* begin The input *

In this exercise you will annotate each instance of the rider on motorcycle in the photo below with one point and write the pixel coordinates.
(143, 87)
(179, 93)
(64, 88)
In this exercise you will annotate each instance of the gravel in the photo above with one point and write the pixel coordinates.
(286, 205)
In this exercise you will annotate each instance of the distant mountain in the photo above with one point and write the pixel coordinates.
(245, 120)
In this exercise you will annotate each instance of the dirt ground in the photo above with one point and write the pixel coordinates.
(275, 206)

* end The input *
* begin The input *

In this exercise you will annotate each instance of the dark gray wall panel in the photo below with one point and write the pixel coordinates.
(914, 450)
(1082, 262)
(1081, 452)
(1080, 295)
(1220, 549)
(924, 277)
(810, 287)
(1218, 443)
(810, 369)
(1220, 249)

* end The input *
* begin The input *

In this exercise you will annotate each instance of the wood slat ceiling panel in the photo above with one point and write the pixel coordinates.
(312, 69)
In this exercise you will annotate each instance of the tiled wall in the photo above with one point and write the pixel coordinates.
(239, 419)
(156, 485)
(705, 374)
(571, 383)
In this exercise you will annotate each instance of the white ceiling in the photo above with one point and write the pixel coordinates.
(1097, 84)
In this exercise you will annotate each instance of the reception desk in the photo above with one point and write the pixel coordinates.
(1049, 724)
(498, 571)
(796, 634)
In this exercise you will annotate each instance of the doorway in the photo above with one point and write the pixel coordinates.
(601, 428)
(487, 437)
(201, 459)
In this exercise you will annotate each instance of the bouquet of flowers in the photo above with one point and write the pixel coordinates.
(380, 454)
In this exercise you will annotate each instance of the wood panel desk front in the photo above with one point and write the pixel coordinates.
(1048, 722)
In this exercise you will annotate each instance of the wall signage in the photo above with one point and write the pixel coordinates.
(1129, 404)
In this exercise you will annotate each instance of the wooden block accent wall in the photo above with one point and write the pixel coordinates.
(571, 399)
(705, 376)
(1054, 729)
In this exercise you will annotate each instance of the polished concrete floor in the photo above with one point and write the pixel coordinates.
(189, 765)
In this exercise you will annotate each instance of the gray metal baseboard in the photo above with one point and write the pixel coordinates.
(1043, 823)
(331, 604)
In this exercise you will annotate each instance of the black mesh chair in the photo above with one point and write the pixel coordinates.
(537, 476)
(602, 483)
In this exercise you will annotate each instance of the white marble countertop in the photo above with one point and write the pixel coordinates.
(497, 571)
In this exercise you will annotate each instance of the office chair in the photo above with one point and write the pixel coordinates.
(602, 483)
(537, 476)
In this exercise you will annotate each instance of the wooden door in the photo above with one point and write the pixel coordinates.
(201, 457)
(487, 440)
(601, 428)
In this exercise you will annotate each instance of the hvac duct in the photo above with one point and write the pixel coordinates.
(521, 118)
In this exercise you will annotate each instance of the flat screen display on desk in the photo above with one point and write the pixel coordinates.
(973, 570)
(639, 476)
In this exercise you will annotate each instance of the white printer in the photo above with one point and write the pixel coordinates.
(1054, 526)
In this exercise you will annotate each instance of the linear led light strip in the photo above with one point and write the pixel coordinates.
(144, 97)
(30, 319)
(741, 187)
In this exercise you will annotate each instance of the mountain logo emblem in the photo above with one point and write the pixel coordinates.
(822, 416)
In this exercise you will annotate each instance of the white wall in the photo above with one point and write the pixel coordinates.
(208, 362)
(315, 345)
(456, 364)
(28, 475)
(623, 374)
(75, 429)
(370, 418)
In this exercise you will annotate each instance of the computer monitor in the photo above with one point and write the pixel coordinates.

* end The input *

The exercise: Which lines of the records contain the word "panel"? Select each of them and copy it in full, treating uppercase and lowercase as different.

Finished task:
In this exercise you will annotate each instance of the dark gray wall panel in the photo below with one point and write the pixel coordinates.
In this exercise you will annotate each instance of the wood slat ceiling panel in the photo above with one point and write the pixel coordinates.
In this exercise you will annotate each instance of the wood panel desk front in the photo above with one point and write the pixel coordinates.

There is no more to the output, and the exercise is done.